**SECCIÓN DEL DOCUMENTO**
- - - - -

Las aspas de los aerogeneradores, fabricadas con madera de balsa, plantean la paradoja de que las energías renovables causen un gran impacto social y ambiental.
por Francesc Badia i Dalmases
¿Qué tiene que ver la deforestación del balso en la selva amazónica ecuatoriana con la generación de energía eólica en Europa? Estas dos actividades, aparentemente tan alejadas, tienen un vínculo perverso: la fiebre por la renovable ha disparado la demanda mundial de la madera de este árbol amazónico, un recurso natural que se utiliza en Europa y China como componente en la construcción de las aspas de los aerogeneradores, levantados estos al calor de la transición energética impulsada por la necesidad de descarbonizar la economía.
Las palas de un solo aerogenerador alcanzan ya los 80 metros de longitud, y las nuevas modalidades de estos aparatos pueden tener palas de hasta 100 metros, lo que supone unos 150 metros cúbicos de madera cada una, es decir, varias toneladas, según cálculos del National Renewable Energy Laboratory de Estados Unidos.
Que algo importante estaba sucediendo en la demanda internacional de este material tropical, muy flexible y duro a la vez, muy ligero y a la vez resistente, se empezó a notar con gran intensidad en los territorios indígenas de la Amazonía ecuatoriana en el 2018.
Ecuador, que es el principal exportador, con un 75% del mercado global, cuenta con varias grandes empresas como Plantabal S.A. en Guayaquil, que dedica hasta 10.000 hectáreas al cultivo de balsa para comerciar en el exterior. Pero con el auge de la demanda a partir de 2018, esta y otras grandes compañías que compran a proveedores independientes, tuvieron muchas dificultades en hacer frente a los pedidos internacionales.
Este incremento de la demanda propició la deforestación del Amazonas. Proliferaron los balseros irregulares e ilegales que, ante la escasez de madera cultivada, empezaron a cortar masivamente la balsa virgen que crece en las islas y riberas de los ríos amazónicos. El impacto de esta explotación en los pueblos indígenas de la Amazonía ecuatoriana es muy fuerte, como también lo es la minería y la extracción de petróleo, y lo fue en su momento la fiebre del caucho.
En 2019, en la provincia de Pastaza, al oeste de Ecuador, frontera con Perú, generaba controversia entre los indígenas la acelerada construcción de una carretera a través de territorio shuar para unir la ciudad occidental de Puyo, puerta de entrada a la Amazonía, con la comunidad de Copataza y con su embarcadero sobre el río Pastaza.
Los pueblos shuar y achuar percibían la carretera como una infraestructura destinada a la extracción y deforestación, y no como una contribución al desarrollo de sus comunidades. Pero el proyecto, que no esperó a que el consenso indígena fuera pleno, avanzó inexorable, como una jeringa clavada en la selva, y la vía llegó a su destino en noviembre de ese mismo 2019.

- - - - -

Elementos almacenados

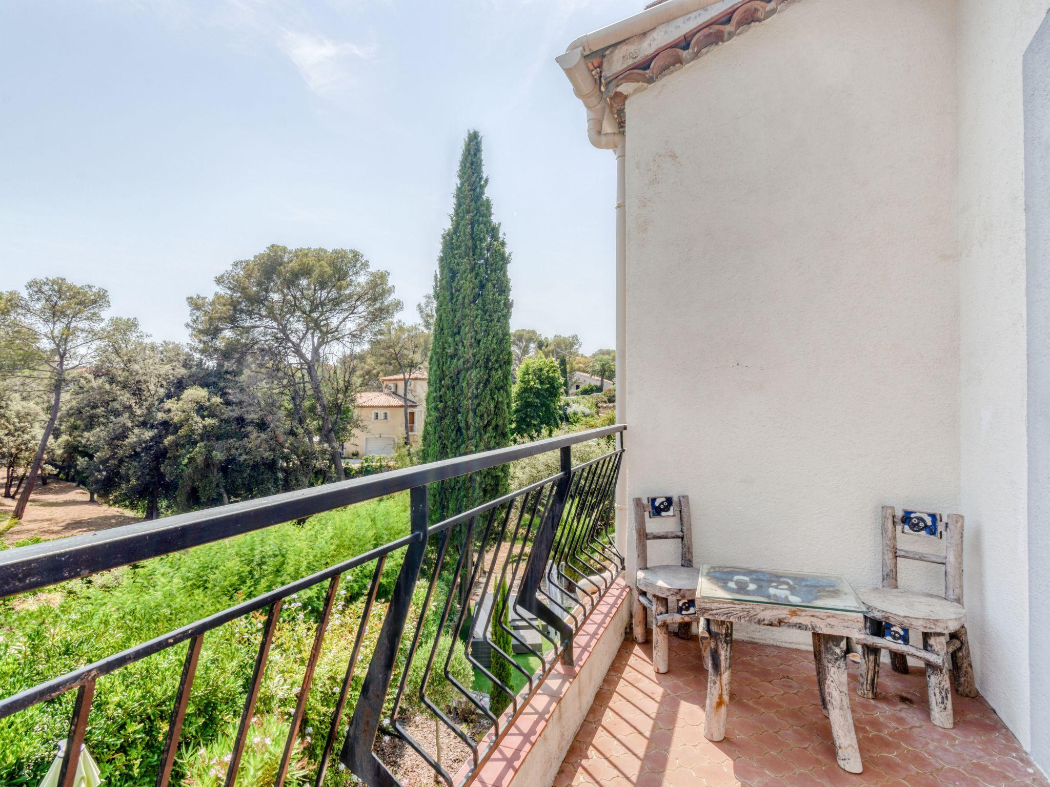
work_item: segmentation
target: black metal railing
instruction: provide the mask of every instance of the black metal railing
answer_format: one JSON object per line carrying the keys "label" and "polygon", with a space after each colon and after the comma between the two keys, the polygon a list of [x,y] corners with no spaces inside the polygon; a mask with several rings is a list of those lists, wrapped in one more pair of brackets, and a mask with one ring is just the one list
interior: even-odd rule
{"label": "black metal railing", "polygon": [[[0,699],[0,720],[39,703],[57,701],[65,693],[76,689],[59,777],[60,787],[71,787],[97,681],[151,654],[188,642],[154,782],[156,787],[167,787],[180,752],[183,724],[205,634],[237,618],[253,613],[265,614],[247,698],[225,772],[225,784],[232,787],[236,783],[282,603],[294,594],[328,582],[277,769],[275,784],[281,787],[300,735],[300,722],[314,672],[324,648],[340,578],[351,570],[371,565],[372,581],[364,596],[345,675],[331,708],[326,743],[311,781],[317,787],[324,783],[335,743],[349,712],[339,760],[365,784],[373,787],[401,784],[375,750],[377,735],[382,732],[384,737],[402,741],[426,762],[442,782],[453,787],[458,768],[446,767],[440,762],[434,746],[417,740],[399,712],[412,666],[422,659],[424,666],[418,688],[419,706],[433,716],[436,725],[447,728],[469,749],[469,758],[461,771],[465,775],[459,780],[461,784],[466,784],[499,745],[509,725],[539,690],[559,659],[572,663],[574,632],[579,631],[624,567],[623,555],[610,535],[612,501],[624,453],[624,429],[621,425],[591,429],[366,478],[0,552],[0,598],[4,598],[411,490],[408,535]],[[608,439],[616,433],[621,434],[618,447],[612,446],[612,450],[573,466],[573,445]],[[430,524],[430,485],[555,450],[560,452],[560,467],[555,473],[469,511]],[[356,703],[348,708],[362,642],[370,618],[377,609],[377,592],[384,565],[392,553],[402,549],[401,567],[366,664],[363,684]],[[436,593],[439,579],[443,579],[442,590]],[[507,624],[505,616],[500,614],[502,610],[497,610],[499,589],[504,584],[514,591],[514,601],[510,605],[516,616],[514,626]],[[423,598],[414,601],[419,587],[425,587]],[[477,611],[472,617],[471,608]],[[424,647],[424,623],[429,621],[433,625],[435,616],[437,636],[433,643]],[[415,621],[414,629],[410,625],[410,618]],[[496,636],[497,628],[501,636]],[[403,638],[406,629],[412,630],[407,647]],[[464,631],[467,632],[466,637]],[[531,634],[525,636],[526,632]],[[507,637],[502,633],[509,635],[513,643],[510,653],[504,650]],[[525,687],[520,693],[514,692],[505,680],[500,680],[484,659],[471,653],[471,638],[484,644],[492,654],[491,658],[502,658],[517,672],[519,682],[524,679]],[[504,647],[500,647],[498,640],[503,642]],[[472,667],[490,681],[496,693],[505,695],[509,703],[505,712],[494,712],[484,697],[457,679],[450,669],[457,648],[462,648]],[[539,661],[539,668],[533,673],[520,665],[514,652],[531,655]],[[428,695],[427,687],[435,677],[447,681],[454,688],[458,696],[455,703],[438,702]],[[454,718],[452,707],[472,708],[481,723],[463,723]],[[440,740],[440,732],[436,735]]]}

- - - - -

**TAREAS POR HACER**
- a) Enumera las cualidades que el texto sobre la madera de balsa y la energía eólica atribuye a ese material tropical.
- b) Según el texto sobre la madera de balsa y la energía eólica, ¿qué porcentaje del mercado global de balsa tiene Ecuador?
- c) Retoma el texto sobre la madera de balsa y la energía eólica a partir de su última oración y sigue escribiéndolo.

**PROBLEMAS RESUELTOS**
- a) Muy flexible, duro, muy ligero y resistente.

- b) Un 75%.

- c)
Simultáneamente, a miles de kilómetros de distancia, la presidenta de la Comisión Europea, Ursula von der Leyen, presentaba en Bruselas el ambicioso Pacto Verde Europeo que propone, entre otras cosas, frenar y revertir el cambio climático impulsando la transición energética.
Von der Leyen presentó el plan con estas palabras: “El Pacto Verde lleva aparejadas grandes necesidades de inversión, que convertiremos en oportunidades. El plan que presentamos hoy para movilizar como mínimo un billón de euros indicará el camino a seguir y propiciará una oleada de inversiones ecológicas”.
Las perspectivas financieras para las energías renovables, y en particular para la eólica, impulsaron la instalación de aerogeneradores en el continente europeo. Lo mismo sucedió en China, que también trata de aumentar el peso de las renovables a su mix energético. En diciembre del 2020, el presidente Xi Jinping declaró que de los 243 gigavatios de capacidad energética eólica y solar se pasaría a más de 1.200 en el 2030.
Esta fiebre eólica provocó la fiebre de la balsa, que ha tenido consecuencias devastadoras para las comunidades indígenas ecuatorianas; entre ellas el pueblo waorani, cerca del parque nacional de Wasuní, tal y como señaló The Economist el pasado mes de enero.
En septiembre de este año, en el territorio achuar, bajando por el río Pastaza, uno de los más afectados por la fiebre, era visible la deforestación total de la balsa y que los balseros, en su voracidad por obtener más madera, habían pasado a deforestar Perú. Aunque los precios ya empezaban a hundirse, ellos seguían remontando el Pastaza con grandes canoas para desembarcar los troncos en Copataza, donde se cargaban en mulas (camiones) y salían del territorio a través de la nueva carretera.
Las consecuencias sociales de esta práctica extractiva son muy destructivas. El pasado junio, los líderes indígenas de la Nacionalidad Achuar del Ecuador (NAE) se plantaron. “No hagan ninguna inversión, así talen balsa no la van a poder sacar, no va a ser vendida”, publicaron en Facebook.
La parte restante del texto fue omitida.